Stated problem
Show every line of the data below that contains the string "rusty", matching case exactly.

Material for the task

══════════════════════════════

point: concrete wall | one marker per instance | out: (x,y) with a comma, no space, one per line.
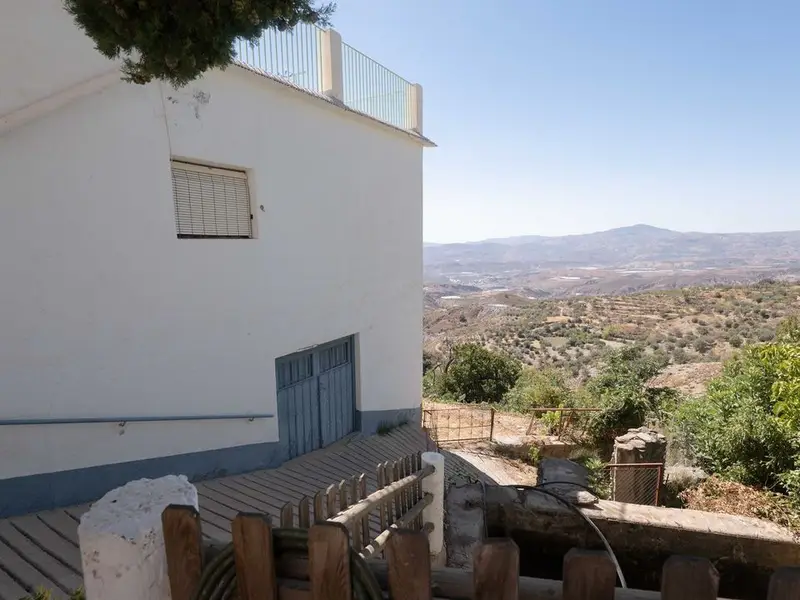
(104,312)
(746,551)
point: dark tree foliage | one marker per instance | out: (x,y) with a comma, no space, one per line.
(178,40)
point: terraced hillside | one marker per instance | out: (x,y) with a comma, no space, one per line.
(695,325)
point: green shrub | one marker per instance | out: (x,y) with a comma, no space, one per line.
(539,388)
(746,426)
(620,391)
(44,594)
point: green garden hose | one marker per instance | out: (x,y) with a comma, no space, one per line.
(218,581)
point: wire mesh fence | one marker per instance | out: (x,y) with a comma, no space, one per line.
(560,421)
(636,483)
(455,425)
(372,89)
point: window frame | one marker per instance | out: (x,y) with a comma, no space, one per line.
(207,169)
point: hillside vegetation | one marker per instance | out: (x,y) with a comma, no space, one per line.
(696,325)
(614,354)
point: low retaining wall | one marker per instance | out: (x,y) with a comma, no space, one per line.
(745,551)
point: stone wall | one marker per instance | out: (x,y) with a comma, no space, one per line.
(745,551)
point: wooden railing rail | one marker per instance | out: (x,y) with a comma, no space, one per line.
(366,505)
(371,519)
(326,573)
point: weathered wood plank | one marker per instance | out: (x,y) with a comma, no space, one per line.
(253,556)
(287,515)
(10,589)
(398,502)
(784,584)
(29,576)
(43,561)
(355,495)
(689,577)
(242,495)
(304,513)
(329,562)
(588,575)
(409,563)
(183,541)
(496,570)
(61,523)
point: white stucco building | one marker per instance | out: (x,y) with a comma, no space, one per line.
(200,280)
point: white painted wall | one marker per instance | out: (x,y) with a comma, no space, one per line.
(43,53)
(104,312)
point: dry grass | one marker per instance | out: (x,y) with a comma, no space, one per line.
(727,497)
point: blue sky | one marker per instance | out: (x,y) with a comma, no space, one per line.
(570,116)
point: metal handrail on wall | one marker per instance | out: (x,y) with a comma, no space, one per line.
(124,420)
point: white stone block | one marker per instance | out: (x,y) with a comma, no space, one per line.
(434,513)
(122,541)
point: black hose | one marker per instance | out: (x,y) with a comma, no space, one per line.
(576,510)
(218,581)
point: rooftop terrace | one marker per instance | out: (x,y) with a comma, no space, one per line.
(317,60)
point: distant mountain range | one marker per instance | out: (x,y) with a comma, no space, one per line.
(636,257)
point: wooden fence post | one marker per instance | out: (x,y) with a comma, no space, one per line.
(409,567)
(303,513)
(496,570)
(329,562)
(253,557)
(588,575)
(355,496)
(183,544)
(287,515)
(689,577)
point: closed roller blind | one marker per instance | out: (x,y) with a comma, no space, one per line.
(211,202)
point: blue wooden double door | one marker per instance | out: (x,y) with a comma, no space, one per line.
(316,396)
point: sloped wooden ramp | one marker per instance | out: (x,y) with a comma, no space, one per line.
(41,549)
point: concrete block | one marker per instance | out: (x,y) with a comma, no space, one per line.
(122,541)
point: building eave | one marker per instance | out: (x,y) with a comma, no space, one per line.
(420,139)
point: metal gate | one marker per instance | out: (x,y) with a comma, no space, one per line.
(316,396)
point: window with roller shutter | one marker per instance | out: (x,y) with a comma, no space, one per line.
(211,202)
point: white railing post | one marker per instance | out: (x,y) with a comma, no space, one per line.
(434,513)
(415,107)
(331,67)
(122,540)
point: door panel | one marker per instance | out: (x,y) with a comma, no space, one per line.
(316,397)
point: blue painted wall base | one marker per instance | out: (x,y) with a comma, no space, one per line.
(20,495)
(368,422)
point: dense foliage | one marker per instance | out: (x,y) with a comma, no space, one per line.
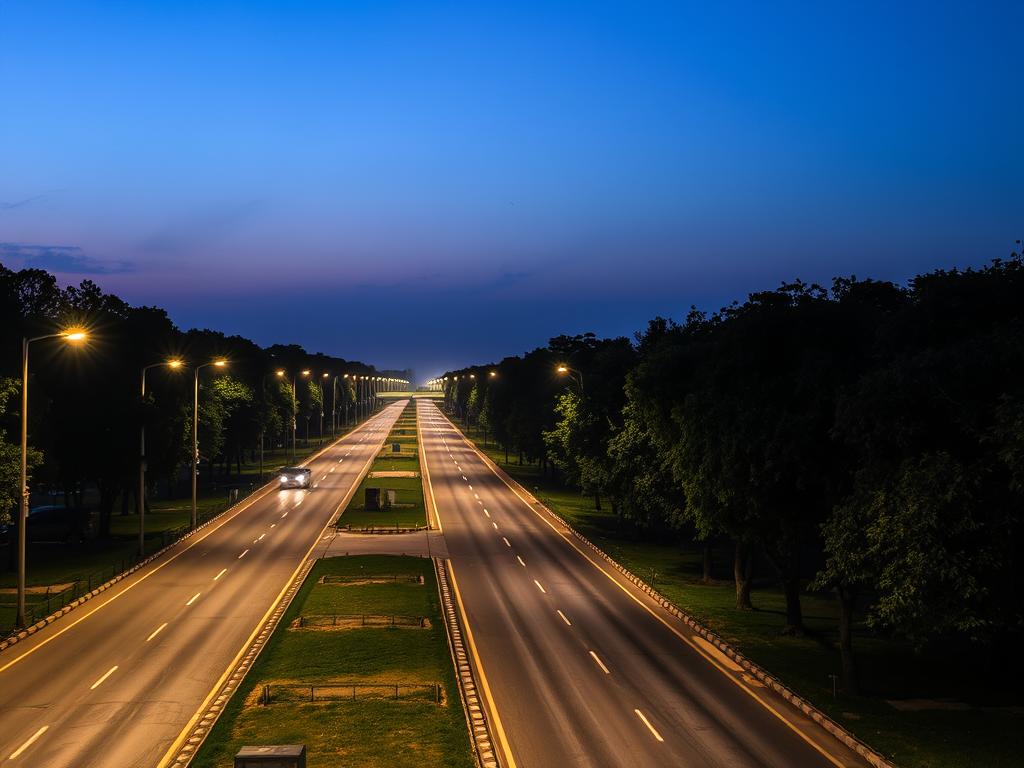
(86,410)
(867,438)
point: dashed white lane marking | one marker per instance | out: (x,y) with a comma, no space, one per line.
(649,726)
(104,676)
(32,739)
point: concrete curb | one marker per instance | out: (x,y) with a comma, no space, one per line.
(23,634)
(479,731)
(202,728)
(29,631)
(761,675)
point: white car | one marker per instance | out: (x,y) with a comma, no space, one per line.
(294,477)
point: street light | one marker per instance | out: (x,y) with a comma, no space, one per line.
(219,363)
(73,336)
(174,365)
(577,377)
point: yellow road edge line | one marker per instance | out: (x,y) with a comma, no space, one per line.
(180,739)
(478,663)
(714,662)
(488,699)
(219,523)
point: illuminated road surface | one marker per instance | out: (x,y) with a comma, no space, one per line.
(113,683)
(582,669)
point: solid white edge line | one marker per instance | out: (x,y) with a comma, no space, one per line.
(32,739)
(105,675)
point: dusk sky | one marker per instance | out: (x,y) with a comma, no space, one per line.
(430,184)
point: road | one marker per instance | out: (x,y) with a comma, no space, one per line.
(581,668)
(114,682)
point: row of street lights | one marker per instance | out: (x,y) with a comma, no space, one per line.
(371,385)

══════════════════════════════

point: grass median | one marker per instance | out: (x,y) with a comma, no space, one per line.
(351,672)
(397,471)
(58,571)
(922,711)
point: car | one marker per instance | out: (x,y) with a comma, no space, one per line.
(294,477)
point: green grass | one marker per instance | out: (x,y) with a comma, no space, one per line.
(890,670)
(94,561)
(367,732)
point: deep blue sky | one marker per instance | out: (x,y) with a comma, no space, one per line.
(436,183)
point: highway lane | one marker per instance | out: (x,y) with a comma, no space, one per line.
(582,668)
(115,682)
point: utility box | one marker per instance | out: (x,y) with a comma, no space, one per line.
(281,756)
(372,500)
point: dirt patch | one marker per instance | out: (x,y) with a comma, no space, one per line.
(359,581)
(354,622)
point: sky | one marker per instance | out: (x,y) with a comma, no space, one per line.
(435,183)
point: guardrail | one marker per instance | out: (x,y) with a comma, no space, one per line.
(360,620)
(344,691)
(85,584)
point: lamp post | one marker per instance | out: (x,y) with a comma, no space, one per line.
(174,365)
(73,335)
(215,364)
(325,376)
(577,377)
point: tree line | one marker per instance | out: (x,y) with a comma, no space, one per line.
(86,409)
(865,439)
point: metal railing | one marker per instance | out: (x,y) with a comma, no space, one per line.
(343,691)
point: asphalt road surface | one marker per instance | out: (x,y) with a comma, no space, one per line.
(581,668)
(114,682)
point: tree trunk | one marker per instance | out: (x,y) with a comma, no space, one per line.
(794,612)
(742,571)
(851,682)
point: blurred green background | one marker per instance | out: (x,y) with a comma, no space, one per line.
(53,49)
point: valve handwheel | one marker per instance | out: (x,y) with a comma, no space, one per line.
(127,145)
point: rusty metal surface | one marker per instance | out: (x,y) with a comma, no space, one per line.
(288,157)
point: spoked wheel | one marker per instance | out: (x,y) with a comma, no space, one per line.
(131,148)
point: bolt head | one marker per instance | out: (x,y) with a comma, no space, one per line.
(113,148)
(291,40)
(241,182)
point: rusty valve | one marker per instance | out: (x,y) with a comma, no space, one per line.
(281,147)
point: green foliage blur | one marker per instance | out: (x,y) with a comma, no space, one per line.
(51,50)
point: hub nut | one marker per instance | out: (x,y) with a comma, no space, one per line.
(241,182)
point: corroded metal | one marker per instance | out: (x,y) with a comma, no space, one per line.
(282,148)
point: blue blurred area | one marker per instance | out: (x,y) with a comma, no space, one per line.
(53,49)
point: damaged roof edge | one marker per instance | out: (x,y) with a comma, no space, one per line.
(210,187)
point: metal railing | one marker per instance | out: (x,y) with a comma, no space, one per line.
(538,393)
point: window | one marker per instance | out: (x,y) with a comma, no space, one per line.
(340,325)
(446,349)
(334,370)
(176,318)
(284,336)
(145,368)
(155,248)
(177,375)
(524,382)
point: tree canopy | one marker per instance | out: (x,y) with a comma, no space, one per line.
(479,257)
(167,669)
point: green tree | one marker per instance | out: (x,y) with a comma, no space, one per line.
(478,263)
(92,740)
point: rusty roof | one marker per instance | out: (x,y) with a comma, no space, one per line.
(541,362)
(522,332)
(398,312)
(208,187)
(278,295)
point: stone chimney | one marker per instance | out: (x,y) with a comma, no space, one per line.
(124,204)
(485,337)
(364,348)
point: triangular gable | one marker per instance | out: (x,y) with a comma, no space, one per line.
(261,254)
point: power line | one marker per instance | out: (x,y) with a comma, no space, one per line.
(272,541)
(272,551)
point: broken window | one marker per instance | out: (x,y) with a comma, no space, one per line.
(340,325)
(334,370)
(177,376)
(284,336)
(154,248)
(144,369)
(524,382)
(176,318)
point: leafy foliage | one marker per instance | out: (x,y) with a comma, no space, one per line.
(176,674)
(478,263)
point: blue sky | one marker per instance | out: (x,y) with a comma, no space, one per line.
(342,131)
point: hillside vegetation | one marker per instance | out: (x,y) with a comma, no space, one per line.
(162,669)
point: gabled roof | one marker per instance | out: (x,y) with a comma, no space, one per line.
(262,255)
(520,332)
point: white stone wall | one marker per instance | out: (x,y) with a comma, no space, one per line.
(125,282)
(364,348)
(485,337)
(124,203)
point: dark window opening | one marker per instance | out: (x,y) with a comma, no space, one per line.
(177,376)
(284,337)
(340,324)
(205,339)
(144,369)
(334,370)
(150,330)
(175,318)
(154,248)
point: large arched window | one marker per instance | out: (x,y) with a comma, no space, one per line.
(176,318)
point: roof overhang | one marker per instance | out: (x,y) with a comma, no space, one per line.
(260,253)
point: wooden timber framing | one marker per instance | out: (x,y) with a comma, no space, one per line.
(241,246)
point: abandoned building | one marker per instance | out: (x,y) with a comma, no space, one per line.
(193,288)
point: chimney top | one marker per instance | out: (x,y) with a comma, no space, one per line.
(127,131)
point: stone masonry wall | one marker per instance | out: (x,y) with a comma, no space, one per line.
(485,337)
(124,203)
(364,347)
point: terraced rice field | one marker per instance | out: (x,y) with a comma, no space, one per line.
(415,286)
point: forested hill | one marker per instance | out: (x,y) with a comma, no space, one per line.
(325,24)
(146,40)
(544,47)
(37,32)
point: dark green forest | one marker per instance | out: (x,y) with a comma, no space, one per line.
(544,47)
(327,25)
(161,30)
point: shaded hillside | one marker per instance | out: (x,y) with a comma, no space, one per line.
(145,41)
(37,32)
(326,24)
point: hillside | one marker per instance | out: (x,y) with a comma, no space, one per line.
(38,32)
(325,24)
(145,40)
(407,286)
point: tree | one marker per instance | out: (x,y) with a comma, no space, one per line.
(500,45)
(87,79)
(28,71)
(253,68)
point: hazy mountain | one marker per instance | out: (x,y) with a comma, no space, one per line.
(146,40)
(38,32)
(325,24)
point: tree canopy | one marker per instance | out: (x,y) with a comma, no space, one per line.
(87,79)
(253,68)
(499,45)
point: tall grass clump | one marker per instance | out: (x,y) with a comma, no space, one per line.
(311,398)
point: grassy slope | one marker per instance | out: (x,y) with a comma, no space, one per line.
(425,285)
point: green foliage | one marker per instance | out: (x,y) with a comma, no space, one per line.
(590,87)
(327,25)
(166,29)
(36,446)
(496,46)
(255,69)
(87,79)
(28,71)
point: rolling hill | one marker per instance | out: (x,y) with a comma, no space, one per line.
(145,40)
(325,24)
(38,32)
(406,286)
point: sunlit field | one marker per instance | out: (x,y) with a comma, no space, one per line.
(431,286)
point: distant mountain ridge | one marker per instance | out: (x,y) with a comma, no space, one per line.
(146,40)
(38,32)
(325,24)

══════════════════════════════

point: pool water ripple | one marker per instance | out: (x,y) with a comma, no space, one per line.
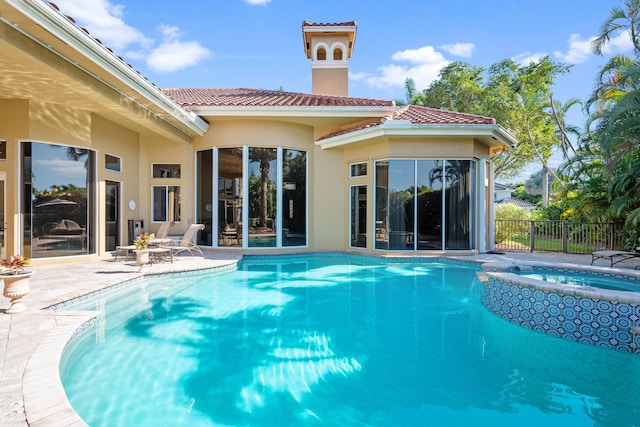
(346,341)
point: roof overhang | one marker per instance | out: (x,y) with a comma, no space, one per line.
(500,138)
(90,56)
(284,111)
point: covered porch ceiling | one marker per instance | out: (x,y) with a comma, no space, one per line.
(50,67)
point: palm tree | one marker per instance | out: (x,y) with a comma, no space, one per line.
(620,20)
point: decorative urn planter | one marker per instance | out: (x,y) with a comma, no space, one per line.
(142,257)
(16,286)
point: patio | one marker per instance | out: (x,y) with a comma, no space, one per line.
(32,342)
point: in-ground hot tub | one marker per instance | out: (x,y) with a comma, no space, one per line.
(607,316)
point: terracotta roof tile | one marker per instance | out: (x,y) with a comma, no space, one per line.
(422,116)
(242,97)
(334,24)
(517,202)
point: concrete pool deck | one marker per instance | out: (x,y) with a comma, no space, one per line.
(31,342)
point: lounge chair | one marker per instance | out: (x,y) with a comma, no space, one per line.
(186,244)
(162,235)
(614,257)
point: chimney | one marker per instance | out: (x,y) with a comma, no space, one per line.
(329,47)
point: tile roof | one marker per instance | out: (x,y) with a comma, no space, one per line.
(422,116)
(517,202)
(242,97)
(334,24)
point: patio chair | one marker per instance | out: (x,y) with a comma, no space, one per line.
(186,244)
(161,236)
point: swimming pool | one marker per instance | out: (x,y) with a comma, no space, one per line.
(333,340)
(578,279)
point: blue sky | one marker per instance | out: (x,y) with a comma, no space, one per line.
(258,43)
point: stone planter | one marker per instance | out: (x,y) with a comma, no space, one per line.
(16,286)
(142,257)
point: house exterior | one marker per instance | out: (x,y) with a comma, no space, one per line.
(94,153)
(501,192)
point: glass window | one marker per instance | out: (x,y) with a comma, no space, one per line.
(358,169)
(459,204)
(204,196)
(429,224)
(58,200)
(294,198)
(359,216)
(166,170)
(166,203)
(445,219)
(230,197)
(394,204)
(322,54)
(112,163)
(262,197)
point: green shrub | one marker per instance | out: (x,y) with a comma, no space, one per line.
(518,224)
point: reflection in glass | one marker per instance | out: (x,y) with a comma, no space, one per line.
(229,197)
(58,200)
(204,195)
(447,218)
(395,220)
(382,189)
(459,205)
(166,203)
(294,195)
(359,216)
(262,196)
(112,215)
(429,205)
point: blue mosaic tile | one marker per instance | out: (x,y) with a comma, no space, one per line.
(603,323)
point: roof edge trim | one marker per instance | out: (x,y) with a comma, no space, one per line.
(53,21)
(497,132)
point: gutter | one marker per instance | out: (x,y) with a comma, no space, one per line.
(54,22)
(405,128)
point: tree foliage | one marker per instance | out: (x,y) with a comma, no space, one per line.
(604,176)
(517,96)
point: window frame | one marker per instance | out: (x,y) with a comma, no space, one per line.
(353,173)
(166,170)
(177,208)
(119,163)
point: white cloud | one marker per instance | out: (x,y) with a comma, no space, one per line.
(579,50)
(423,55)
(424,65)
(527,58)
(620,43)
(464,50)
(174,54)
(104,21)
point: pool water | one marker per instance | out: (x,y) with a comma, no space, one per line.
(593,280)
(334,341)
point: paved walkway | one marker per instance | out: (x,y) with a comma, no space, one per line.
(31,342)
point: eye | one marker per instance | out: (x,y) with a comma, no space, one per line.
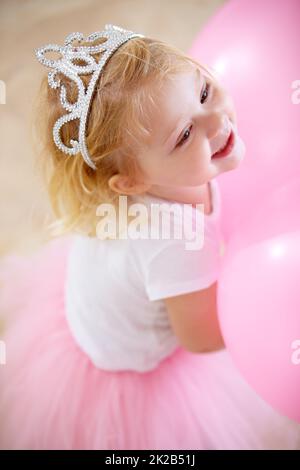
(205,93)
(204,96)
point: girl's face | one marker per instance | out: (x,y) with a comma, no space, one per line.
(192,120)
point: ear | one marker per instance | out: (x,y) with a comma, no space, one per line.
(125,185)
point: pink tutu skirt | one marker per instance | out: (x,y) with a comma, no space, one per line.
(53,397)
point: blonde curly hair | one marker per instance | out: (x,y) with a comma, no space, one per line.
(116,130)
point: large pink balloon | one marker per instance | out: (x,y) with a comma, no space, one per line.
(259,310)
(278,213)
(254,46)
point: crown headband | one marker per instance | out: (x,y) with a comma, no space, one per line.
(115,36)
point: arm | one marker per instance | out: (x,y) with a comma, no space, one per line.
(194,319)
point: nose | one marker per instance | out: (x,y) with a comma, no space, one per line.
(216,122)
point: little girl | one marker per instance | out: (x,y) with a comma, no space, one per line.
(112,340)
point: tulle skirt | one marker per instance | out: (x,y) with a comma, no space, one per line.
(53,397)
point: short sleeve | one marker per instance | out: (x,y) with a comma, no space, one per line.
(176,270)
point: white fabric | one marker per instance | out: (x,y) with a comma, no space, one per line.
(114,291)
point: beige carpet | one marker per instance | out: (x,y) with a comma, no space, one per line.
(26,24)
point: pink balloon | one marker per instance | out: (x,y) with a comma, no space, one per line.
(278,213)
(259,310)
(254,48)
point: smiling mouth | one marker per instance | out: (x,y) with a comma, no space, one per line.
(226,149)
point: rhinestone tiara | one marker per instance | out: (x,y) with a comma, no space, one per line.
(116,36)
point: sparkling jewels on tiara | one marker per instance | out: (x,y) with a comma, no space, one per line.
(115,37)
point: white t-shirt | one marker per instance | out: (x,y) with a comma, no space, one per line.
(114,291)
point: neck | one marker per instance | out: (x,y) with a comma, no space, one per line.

══════════════════════════════

The answer
point: rusty metal surface | one marker per instance | out: (x,y) with a comma, no space, one per line.
point: rusty valve | one marker per instance | out: (x,y) with a comma, no space, one per line.
point: rusty roof | one marker per instance | out: (x,y) with a comma, no space, one per line.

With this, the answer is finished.